- Exercise task A -
Using the passage about Martin Kohlstedt, explain in one to three sentences what it says made him well known.

-- BEGIN Reading text --

The native thuringian became renown above all for the energy and the unpredictability of his concerts. After two albums featuring just himself and the piano he dropped the deeply ingrained patterns and connections to the instrument alone and developed a new naturalness of playing electronic instruments and effects just as if they were another couple of keys on the keyboard. »Strom« is Kohlstedt's third studio album and in this a synopsis of this development as well as a glimpse into the future: Before he comes in contact with the audience he does so with himself, no acting or pretending. Sound and structure thereof stand back behind the wish to reach faraway places through the music. By listening closely you follow him – and his hands that do all the work, meticulously and maniacally – and yet you are thrown back on yourself, just like at his concerts. In the end that‘s all that is needed to be known about Martin Kohlstedt.

-- END Reading text --
-- BEGIN Given information --

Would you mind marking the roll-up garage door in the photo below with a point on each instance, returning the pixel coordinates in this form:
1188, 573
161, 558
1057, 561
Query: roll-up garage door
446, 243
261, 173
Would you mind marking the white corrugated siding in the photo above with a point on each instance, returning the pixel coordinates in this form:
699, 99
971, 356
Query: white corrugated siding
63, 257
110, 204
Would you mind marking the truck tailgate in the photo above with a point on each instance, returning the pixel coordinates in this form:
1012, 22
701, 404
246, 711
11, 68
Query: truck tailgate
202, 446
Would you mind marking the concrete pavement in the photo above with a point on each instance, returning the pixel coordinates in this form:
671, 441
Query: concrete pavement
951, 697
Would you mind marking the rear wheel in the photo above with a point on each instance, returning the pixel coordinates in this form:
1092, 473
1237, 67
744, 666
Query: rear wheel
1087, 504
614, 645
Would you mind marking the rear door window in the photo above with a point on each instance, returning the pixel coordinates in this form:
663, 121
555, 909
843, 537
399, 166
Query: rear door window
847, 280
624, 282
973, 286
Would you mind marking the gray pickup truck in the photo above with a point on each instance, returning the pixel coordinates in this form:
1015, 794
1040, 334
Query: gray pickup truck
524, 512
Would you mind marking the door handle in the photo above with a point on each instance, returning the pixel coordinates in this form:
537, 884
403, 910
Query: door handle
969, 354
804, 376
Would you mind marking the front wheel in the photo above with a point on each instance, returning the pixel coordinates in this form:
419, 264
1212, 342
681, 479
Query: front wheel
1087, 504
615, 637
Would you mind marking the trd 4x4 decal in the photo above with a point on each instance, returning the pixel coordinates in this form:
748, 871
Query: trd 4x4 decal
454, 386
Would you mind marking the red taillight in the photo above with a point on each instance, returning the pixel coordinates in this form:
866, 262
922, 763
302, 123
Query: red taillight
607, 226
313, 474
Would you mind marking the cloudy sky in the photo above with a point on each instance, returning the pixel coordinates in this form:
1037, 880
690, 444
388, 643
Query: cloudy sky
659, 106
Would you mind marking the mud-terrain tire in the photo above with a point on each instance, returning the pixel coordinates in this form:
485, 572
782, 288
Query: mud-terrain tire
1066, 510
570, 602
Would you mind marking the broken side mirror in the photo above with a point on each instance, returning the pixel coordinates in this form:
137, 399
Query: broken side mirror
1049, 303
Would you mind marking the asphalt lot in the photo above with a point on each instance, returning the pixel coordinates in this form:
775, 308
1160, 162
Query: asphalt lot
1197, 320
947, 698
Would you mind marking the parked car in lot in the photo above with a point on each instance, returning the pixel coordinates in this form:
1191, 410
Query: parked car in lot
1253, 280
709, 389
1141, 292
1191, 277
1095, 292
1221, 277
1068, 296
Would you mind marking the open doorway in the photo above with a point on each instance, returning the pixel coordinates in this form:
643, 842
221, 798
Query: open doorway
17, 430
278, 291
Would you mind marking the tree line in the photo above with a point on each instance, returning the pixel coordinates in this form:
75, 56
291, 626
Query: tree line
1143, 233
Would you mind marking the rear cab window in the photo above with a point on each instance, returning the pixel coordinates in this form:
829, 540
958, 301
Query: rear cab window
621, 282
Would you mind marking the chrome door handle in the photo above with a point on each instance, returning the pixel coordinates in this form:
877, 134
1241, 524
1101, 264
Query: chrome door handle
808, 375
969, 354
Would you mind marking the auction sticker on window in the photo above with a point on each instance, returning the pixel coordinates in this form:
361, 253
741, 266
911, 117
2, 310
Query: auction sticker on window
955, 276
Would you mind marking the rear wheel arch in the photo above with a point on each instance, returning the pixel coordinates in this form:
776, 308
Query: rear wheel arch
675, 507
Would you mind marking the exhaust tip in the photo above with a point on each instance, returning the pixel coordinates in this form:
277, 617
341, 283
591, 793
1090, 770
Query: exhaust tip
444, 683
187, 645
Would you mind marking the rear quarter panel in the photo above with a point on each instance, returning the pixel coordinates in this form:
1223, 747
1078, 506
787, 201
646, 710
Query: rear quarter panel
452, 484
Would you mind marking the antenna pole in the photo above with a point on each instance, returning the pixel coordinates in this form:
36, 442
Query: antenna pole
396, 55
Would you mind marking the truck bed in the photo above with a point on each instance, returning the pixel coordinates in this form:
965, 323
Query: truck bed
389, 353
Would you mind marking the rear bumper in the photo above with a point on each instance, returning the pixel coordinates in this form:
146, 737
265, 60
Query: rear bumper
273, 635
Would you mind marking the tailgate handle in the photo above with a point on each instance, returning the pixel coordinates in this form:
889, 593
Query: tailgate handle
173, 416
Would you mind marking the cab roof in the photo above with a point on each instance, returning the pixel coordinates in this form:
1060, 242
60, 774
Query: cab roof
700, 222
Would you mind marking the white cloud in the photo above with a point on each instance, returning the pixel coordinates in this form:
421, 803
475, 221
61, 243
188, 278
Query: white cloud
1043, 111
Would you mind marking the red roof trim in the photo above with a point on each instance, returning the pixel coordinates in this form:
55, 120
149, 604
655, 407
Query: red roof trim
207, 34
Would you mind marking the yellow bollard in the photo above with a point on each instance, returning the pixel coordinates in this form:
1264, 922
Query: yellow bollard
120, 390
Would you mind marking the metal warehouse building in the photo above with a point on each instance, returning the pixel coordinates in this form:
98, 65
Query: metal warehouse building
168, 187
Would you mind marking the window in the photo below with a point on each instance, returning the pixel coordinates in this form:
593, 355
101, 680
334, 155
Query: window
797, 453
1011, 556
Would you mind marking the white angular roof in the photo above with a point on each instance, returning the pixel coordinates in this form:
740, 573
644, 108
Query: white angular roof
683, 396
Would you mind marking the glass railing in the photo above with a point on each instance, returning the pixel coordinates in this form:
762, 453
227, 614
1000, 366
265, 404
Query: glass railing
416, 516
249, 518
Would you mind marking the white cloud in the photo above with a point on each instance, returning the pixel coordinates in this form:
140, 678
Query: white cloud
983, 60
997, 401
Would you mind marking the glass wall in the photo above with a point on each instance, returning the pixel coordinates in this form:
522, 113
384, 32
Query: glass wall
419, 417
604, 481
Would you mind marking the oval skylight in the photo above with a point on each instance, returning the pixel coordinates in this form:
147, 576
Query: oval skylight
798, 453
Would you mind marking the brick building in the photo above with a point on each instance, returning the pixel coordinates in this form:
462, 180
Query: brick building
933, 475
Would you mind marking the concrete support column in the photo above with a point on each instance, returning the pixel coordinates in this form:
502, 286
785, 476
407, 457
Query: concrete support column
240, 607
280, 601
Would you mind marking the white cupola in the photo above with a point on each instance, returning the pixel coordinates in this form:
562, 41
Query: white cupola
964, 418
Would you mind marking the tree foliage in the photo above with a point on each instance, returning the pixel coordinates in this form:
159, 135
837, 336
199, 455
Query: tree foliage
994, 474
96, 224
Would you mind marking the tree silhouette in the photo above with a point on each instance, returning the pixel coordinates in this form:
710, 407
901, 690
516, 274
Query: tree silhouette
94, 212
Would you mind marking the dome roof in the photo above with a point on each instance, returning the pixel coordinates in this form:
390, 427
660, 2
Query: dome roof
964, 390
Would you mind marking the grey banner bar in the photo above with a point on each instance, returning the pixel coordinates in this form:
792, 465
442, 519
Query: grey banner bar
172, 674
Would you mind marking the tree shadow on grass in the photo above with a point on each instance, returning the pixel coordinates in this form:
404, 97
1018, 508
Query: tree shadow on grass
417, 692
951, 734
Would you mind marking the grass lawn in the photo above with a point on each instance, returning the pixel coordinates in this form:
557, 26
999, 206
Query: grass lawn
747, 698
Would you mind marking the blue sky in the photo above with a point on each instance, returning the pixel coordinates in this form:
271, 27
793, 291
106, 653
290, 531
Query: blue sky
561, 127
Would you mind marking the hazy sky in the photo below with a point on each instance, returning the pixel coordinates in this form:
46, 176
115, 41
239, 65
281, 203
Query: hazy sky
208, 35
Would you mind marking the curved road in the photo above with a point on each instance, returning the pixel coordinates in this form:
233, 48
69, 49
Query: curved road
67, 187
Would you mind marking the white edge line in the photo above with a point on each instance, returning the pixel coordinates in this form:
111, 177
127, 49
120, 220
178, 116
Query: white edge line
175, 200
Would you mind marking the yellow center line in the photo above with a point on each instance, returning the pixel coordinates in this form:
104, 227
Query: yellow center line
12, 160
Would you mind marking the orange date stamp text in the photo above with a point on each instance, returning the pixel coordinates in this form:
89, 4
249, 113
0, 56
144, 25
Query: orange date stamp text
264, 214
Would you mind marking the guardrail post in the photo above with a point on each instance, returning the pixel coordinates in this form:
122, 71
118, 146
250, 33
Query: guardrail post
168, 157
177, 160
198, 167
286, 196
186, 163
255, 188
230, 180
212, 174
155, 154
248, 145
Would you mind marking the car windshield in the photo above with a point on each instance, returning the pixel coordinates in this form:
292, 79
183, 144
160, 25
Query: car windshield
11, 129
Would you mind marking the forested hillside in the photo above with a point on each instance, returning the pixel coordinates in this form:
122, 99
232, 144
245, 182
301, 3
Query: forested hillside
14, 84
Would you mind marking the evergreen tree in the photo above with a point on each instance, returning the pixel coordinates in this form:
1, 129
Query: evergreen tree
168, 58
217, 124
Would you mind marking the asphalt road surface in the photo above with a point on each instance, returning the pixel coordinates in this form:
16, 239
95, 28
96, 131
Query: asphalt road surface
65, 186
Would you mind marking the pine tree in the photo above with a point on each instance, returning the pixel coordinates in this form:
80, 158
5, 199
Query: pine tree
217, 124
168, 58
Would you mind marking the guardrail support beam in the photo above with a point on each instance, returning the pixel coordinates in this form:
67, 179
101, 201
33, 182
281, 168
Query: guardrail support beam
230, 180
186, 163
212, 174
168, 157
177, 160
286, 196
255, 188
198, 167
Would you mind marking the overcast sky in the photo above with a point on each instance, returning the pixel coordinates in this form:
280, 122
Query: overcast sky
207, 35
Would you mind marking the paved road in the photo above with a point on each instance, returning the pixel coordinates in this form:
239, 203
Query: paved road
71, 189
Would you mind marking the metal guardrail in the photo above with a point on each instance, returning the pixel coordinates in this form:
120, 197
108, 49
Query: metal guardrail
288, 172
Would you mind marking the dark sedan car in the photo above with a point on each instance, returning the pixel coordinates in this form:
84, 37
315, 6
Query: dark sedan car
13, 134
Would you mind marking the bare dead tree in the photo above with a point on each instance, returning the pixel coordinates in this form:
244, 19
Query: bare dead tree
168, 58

-- END Given information --

- Exercise task B -
Rewrite the listing from the line containing "Would you mind marking the pine" through the end of the listing, inclusive, with "pine tree" replaced by "evergreen tree" and everything else left unchanged.

- Full solution A -
He became known above all for the energy and the unpredictability of his concerts.

- Full solution B -
Would you mind marking the evergreen tree in the photo above with a point on each instance, returning the pixel coordinates in this form:
80, 158
5, 199
Query: evergreen tree
217, 124
168, 58
Would you mind marking the guardrail support beam in the photo above with a point on each instance, returning the pixel coordinates in this form:
67, 179
101, 201
33, 182
281, 168
Query: guardrail support beam
230, 180
186, 163
212, 174
168, 157
177, 160
286, 196
255, 188
198, 167
Would you mind marking the overcast sky in the photo above with a point on each instance, returning the pixel coordinates in this form:
280, 122
Query: overcast sky
207, 35
Would you mind marking the paved road in the photo above with a point on each instance, returning the pixel coordinates in this form:
239, 203
Query: paved road
71, 189
Would you mind marking the metal guardrail in the photo above with a point on each instance, returning the pixel coordinates in this form:
120, 197
108, 49
Query: metal guardrail
288, 172
Would you mind marking the dark sedan car in the photo above with a point on each instance, returning the pixel coordinates in this form:
84, 37
315, 6
Query: dark sedan car
13, 134
Would you mind marking the bare dead tree in the photo above with a point on each instance, returning the pixel coordinates in this form:
244, 19
Query: bare dead tree
168, 58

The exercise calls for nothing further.